_YOUR INSTRUCTIONS_.
Please reproduce every one of the lines below word for word, without any changes.

Pointing dataset excerpts
______________________________

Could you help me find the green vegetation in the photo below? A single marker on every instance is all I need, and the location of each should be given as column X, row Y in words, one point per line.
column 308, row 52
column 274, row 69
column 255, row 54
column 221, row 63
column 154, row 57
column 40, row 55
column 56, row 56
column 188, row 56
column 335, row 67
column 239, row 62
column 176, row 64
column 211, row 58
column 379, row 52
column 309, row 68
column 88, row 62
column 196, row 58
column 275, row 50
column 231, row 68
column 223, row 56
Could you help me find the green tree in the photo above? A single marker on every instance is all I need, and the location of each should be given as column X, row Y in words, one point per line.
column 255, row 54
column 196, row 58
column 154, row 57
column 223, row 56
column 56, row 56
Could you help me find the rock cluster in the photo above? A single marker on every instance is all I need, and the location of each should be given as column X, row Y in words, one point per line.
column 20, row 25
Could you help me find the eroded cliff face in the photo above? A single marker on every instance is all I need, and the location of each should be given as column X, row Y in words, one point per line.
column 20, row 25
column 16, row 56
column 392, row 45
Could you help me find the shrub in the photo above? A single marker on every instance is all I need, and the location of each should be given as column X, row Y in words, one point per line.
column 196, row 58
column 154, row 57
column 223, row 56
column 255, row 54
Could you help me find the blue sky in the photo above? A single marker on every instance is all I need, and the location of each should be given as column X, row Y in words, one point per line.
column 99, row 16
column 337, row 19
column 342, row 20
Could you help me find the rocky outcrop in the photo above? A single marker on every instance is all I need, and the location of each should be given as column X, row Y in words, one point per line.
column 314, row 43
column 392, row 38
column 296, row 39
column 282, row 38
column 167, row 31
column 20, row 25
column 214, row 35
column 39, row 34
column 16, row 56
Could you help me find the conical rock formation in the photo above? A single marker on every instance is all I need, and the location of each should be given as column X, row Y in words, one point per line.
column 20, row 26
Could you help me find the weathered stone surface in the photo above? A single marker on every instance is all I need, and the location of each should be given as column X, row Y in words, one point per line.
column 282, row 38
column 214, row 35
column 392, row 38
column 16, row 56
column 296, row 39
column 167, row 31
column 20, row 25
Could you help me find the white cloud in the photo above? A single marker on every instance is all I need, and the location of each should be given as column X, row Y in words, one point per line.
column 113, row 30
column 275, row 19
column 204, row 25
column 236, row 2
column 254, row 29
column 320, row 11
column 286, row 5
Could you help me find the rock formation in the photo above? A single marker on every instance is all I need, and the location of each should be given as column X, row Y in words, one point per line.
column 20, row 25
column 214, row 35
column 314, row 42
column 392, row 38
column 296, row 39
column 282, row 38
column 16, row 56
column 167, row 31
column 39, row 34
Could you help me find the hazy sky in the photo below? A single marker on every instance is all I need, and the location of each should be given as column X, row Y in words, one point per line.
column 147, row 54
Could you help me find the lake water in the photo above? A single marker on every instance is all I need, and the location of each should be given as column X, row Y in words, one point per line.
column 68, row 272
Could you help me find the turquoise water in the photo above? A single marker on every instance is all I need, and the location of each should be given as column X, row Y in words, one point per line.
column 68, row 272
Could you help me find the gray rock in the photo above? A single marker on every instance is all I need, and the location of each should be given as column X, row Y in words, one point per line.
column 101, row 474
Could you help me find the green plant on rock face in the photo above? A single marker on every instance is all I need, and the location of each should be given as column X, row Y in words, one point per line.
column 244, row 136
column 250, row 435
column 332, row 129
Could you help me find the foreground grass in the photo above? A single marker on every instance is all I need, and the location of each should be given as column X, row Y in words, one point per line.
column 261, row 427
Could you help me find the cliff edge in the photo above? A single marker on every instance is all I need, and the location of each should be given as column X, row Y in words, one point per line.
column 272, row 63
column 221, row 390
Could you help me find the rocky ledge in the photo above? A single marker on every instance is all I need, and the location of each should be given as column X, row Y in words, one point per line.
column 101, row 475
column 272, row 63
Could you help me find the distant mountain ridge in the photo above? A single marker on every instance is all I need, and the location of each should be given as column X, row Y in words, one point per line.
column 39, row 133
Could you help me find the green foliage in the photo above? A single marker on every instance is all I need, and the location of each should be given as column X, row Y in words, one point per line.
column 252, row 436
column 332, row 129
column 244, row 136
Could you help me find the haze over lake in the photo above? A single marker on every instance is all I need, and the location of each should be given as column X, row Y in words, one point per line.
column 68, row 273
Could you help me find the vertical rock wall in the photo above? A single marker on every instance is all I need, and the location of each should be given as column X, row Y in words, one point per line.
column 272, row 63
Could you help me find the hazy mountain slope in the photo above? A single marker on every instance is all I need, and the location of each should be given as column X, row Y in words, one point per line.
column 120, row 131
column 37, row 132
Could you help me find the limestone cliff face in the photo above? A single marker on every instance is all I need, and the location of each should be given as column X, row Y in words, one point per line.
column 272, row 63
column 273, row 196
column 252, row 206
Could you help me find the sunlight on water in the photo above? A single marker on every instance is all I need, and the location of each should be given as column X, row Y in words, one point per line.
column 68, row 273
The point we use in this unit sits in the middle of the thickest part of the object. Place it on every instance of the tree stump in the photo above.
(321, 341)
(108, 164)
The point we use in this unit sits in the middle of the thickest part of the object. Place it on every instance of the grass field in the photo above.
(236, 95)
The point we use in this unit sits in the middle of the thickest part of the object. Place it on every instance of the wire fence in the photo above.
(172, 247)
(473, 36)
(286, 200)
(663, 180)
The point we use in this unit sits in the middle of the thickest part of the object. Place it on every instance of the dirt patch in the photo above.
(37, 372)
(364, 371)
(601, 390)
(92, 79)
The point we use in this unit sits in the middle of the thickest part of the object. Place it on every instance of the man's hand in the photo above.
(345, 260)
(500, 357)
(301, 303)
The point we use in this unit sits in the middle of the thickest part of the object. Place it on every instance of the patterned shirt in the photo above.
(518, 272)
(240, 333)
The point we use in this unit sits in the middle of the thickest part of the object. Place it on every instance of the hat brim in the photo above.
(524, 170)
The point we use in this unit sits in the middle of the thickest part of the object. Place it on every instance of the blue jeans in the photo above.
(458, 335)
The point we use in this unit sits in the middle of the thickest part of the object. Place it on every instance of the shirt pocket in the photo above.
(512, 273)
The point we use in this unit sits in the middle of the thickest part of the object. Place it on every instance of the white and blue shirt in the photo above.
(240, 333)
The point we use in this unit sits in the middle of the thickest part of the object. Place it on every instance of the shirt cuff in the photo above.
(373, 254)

______________________________

_FULL RESPONSE_.
Could you help me find the green vegetation in the photo below? A single marker on every instance is all I need, and the location of each should be given as column X, row Y in words, one point per line.
column 308, row 52
column 274, row 69
column 255, row 54
column 221, row 63
column 154, row 57
column 40, row 55
column 56, row 56
column 188, row 56
column 335, row 67
column 239, row 62
column 176, row 64
column 211, row 58
column 379, row 52
column 309, row 68
column 88, row 62
column 196, row 58
column 275, row 50
column 231, row 68
column 223, row 56
Could you help me find the green tree in the photo above? A single marker on every instance is all I need, and the location of each should be given as column X, row Y in words, one point per line.
column 255, row 54
column 196, row 58
column 154, row 57
column 223, row 56
column 56, row 56
Could you help me find the rock cluster in the photo above? A single marker on every instance is all I need, and the location of each should be given as column X, row Y in words, one point per line.
column 20, row 25
Could you help me find the eroded cliff face in the photo above? A single marker on every instance is all I need, and the location of each should be given as column X, row Y in words, one point per line.
column 20, row 25
column 16, row 56
column 392, row 45
Could you help me find the shrub in the photo above? A single marker on every instance is all I need, and the location of each should be given as column X, row Y in words, one point per line.
column 196, row 58
column 154, row 57
column 223, row 56
column 255, row 54
Could you help me find the blue sky in the photo above? A single marker on every instance is all I need, and the location of each should be given as column X, row Y in words, one point per line.
column 99, row 16
column 337, row 19
column 342, row 20
Could you help me find the rocky outcrop in the photo above? A single marker on every instance is all I need, and the location of each should be given as column X, row Y in words, one point per line.
column 314, row 43
column 392, row 38
column 296, row 39
column 282, row 38
column 167, row 31
column 20, row 25
column 214, row 35
column 39, row 34
column 16, row 56
Could you help me find the conical rock formation in the photo above? A single marker on every instance is all I need, and the location of each should be given as column X, row Y in words, one point per line.
column 20, row 26
Could you help me find the weathered stone surface in the photo above? A single marker on every instance is all I need, and the location of each should be given as column X, row Y in words, one point per line.
column 282, row 38
column 214, row 35
column 392, row 38
column 16, row 56
column 296, row 39
column 167, row 31
column 20, row 25
Could you help me find the white cloud in the photo above? A single marker on every instance is all I need, and the location of each should be given as column X, row Y in words, one point per line.
column 113, row 30
column 275, row 19
column 204, row 25
column 236, row 2
column 254, row 29
column 320, row 11
column 286, row 5
Could you help me find the rock formation in the photo above? A single marker on every instance is all I need, and the location of each should be given as column X, row Y in words, one point per line.
column 20, row 25
column 214, row 35
column 314, row 42
column 392, row 38
column 296, row 39
column 282, row 38
column 16, row 56
column 167, row 31
column 39, row 34
Could you help me find the hazy sky in the photo below? A single marker on every instance is all I need, and the location of each should be given as column X, row Y in words, one point per line.
column 147, row 54
Could you help me find the lake water in the photo above? A single marker on every instance is all I need, and the location of each should be given as column X, row Y in words, one point per line.
column 68, row 272
Could you help me find the turquoise water in the photo above? A single marker on every instance is all I need, and the location of each should be given as column X, row Y in words, one point per line.
column 68, row 272
Could you help me find the gray rock in the photo above? A single marker on every instance is all I need, and the location of each should be given as column X, row Y in words, one point per line.
column 101, row 474
Could you help me find the green plant on rock face in the photo above? A single marker on every instance is all I need, and the location of each should be given as column X, row Y in words, one point per line.
column 244, row 136
column 250, row 435
column 332, row 129
Could you help me find the foreground grass in the photo above? A single marker on every instance is all I need, and the location of each should be given as column X, row Y in words, one point per line.
column 261, row 427
Could you help me find the cliff edge in the photo above? A single marker on every instance is all I need, and the location of each should be given as column X, row Y in words, one point per line.
column 272, row 63
column 221, row 390
Could you help me find the rocky ledge in the photo above? A single marker on every instance is all I need, and the location of each should be given as column X, row Y in words, one point per line.
column 101, row 475
column 272, row 63
Could you help me find the distant mountain ridge in the photo above? A single marker on every instance is all I need, and the location of each should be given as column X, row Y in words, one point per line.
column 39, row 133
Could you help me find the green foliage in the photo above? A single marker on every instance is all I need, and the location of each should be given as column X, row Y in words, one point per line.
column 252, row 436
column 332, row 129
column 244, row 136
Could you help me find the haze over lake in the photo above? A single marker on every instance is all I need, and the location of each should be given as column X, row Y in words, one point per line.
column 68, row 273
Could you help me find the vertical rock wall in the photo above? A single marker on every instance is all I need, and the location of each should be given as column X, row Y in words, one point per line.
column 272, row 63
Could you help me find the hazy mountain slope in the photo above? A single marker on every instance is all I need, and the location of each should be given as column X, row Y in words, one point per line.
column 120, row 131
column 37, row 132
Could you help me find the limestone cliff face in the photo above? A single marker on every instance is all I need, and the location of each should be given as column X, row Y in words, one point per line.
column 272, row 63
column 273, row 196
column 252, row 206
Could you help me find the sunlight on water in the photo above? A single marker on every instance is all I need, and the location of each should be given as column X, row Y in words, one point per line.
column 68, row 273
The point we use in this unit sits in the middle of the thickest part of the object. Place it on every instance of the tree stump in the photo above.
(321, 341)
(108, 164)
The point we use in this unit sits in the middle of the thickest part of the object. Place it on every instance of the grass field in the photo above.
(236, 95)
The point we use in this unit sits in the middle of the thickest part of the object. Place it on every instance of the wire fence in the photo above.
(172, 247)
(473, 36)
(286, 200)
(663, 180)
The point we use in this unit sits in the middle of the thickest part of the object. Place it on every instance of the dirt patch in the photo above.
(37, 372)
(364, 371)
(601, 390)
(92, 79)
The point we use in this unit sits in the middle of the thickest part of the object. Place it on every instance of the man's hand in the photo above.
(345, 260)
(500, 357)
(301, 303)
The point we use in this unit sits in the middle of the thickest part of the object. Place it on every instance of the patterned shirt in the photo above.
(518, 272)
(240, 333)
The point we use in this unit sits in the middle of the thickest part of the object. Place it on every instance of the hat brim in the photo above.
(524, 170)
The point we use in this unit sits in the middle of the thickest part of the object. Place it on every instance of the blue jeans in the photo above.
(458, 335)
The point we use in this unit sits in the middle of the thickest part of the object. Place it on every instance of the shirt pocket in the photo above.
(512, 273)
The point we use in this unit sits in the middle of the thickest part of the object. Place it on every instance of the white and blue shirt in the photo above.
(240, 333)
The point we use in this unit sits in the middle of the thickest part of the object. Place it on every instance of the shirt cuff in the photo above.
(373, 254)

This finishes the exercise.